Instructions ▸
a) According to the post on Alice and Storytelling Alice, at which university was Alice developed, and under whose direction?
b) Extend the post on Alice and Storytelling Alice past its final line.

Source ▸
════════

Object-Oriented Programming

Alice & Storytelling Alice Thoughts & Resources

I had a lot of fun working with Storytelling Alice for my Programming for Beginners class. In fact, I think I would like to do a workshop entirely on working with Alice (or Storytelling Alice) next time.

What is Alice?

Alice (& Storytelling Alice for that matter) allows you to create and program 3D worlds. It was developed at Carnegie Mellon University under the direction/leadership of Randy Pausch (NOTE: you absolutely must watch Randy Pausch Last Lecture: Achieving Your Childhood Dreams or read The Last Lecture if you haven’t before–I dare you to watch or read it all the way through without shedding a tear).

With Alice…

  • You can program animations
  • You can program 3D games
  • You can program simulations
  • With your imagination, I’m sure you can do other things I did not think of
  • And Most Importantly, while you’re programming games and animations, you’ll be learning to program the following…

    • variables (local & global)
    • conditional execution
    • repetition (while loops & for loops)
    • math
    • event-driven programming
    • object-oriented programming (methods, properties)

════════

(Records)
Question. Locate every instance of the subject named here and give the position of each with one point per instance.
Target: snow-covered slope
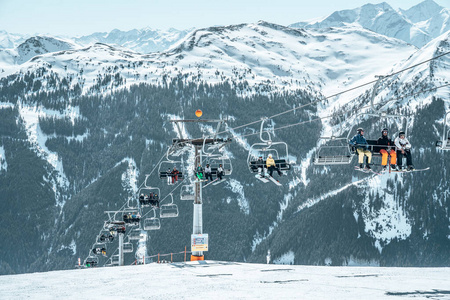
(429, 17)
(229, 280)
(31, 47)
(418, 25)
(145, 40)
(10, 40)
(254, 54)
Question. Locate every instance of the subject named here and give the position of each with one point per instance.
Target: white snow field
(230, 280)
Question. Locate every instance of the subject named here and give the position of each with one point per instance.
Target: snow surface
(30, 116)
(230, 280)
(3, 163)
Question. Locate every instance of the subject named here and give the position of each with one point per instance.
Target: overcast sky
(83, 17)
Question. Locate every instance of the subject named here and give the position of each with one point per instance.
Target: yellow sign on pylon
(199, 242)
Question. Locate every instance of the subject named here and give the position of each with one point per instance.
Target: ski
(210, 182)
(262, 178)
(274, 180)
(219, 181)
(406, 171)
(367, 170)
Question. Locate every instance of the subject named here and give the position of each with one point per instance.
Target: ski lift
(334, 151)
(115, 260)
(131, 218)
(149, 196)
(263, 149)
(127, 247)
(169, 172)
(169, 210)
(91, 261)
(99, 249)
(115, 227)
(187, 192)
(152, 223)
(105, 236)
(135, 234)
(215, 161)
(444, 144)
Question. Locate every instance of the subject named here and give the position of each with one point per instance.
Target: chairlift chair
(334, 151)
(187, 192)
(115, 260)
(131, 217)
(266, 147)
(169, 210)
(99, 249)
(127, 247)
(215, 160)
(150, 196)
(444, 144)
(91, 261)
(165, 171)
(105, 237)
(152, 223)
(135, 234)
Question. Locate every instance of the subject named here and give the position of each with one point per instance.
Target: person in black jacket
(386, 148)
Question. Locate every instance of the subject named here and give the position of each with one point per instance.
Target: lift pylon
(199, 144)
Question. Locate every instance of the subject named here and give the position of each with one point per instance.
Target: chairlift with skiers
(152, 223)
(444, 143)
(169, 210)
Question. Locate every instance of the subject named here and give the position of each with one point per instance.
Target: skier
(169, 176)
(260, 164)
(199, 172)
(220, 172)
(174, 173)
(271, 166)
(403, 149)
(361, 148)
(385, 142)
(208, 172)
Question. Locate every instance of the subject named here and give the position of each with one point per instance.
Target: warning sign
(199, 242)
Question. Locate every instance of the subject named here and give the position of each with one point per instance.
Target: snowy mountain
(145, 40)
(417, 25)
(91, 122)
(9, 40)
(253, 54)
(229, 280)
(31, 47)
(429, 17)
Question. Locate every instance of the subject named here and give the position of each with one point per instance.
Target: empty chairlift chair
(91, 261)
(127, 247)
(334, 151)
(135, 234)
(278, 150)
(149, 196)
(171, 171)
(169, 210)
(152, 223)
(187, 192)
(115, 260)
(444, 143)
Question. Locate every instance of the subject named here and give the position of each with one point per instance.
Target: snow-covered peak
(417, 26)
(322, 60)
(145, 40)
(10, 40)
(40, 45)
(423, 11)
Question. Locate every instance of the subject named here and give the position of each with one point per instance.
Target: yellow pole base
(195, 258)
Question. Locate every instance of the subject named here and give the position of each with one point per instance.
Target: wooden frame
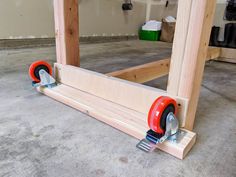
(123, 104)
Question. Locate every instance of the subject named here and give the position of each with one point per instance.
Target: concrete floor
(40, 137)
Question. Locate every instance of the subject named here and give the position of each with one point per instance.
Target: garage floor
(40, 137)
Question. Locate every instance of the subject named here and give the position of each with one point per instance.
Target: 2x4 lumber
(134, 96)
(150, 71)
(122, 118)
(67, 32)
(179, 43)
(144, 73)
(196, 46)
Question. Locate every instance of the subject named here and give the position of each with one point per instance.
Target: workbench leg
(67, 31)
(194, 22)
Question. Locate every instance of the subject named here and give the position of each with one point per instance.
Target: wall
(34, 18)
(218, 20)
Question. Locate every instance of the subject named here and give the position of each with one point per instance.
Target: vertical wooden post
(67, 31)
(186, 69)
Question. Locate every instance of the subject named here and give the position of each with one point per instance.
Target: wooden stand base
(127, 120)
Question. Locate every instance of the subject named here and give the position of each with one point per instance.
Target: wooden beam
(150, 71)
(144, 73)
(134, 96)
(192, 67)
(179, 43)
(122, 118)
(67, 31)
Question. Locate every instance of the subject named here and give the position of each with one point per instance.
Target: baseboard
(46, 42)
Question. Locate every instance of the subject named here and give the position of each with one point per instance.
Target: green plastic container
(149, 35)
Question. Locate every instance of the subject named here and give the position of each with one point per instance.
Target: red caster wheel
(36, 67)
(158, 113)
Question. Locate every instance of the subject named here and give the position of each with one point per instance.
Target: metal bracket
(46, 80)
(172, 134)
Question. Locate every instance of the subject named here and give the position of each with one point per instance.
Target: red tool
(161, 107)
(41, 74)
(162, 122)
(36, 66)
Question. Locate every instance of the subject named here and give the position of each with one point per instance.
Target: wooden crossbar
(150, 71)
(127, 120)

════════

The answers ▸
a) Alice was developed at Carnegie Mellon University under the direction of Randy Pausch.

b)
    • and you might not even realize it

There are currently 3 Main Versions/Flavors of Alice:

  1. Alice 2.2 (or Alice 2.0) – Good for high school and college
  2. Storytelling Alice – Good for middle school or high school (really, in my opinion)
  3. Alice 3 (Beta) – You need Java for this, for this reason, it’s better used at the college level. Note the beta; it’s still buggy from my understanding. Highlights are that EA has entered into a partnership with Alice and have provided the Sims characters as 3D models in Alice 3.

Alice or Storytelling Alice?

Some may ask which program is the better program to use. I am no expert on the differences between the two, but from my experience, I have noted the following:

  • All versions of Alice are free (yay!)
  • Storytelling Alice is based on Alice
  • Storytelling Alice works the same way as standard Alice
    • Anything you can do in Alice, you can do in Storytelling Alice (and vice versa)
    • Worlds created with Storytelling Alice will NOT work with regular Alice (not compatible)
  • Storytelling Alice has more methods built into each object – This is very important to note as some students can get frustrated getting over the learning curve of programming objects
    • For example, the horse in Storytelling Alice has the following Methods ready to go (out of the box):
      • shake head
      • charge forward
      • run (distance)
      • rear
      • paw ground
      • walk (distance, speed)
    • In standard Alice, if you want to program a horse walking, you would have to create your own method and individually program each leg (top & bottom parts) to move, and you would have to figure out how to make it look realistic
    • Another example is the “lunch lady” can perform mind control on other characters (you’ll have to download it and try it out yoursel)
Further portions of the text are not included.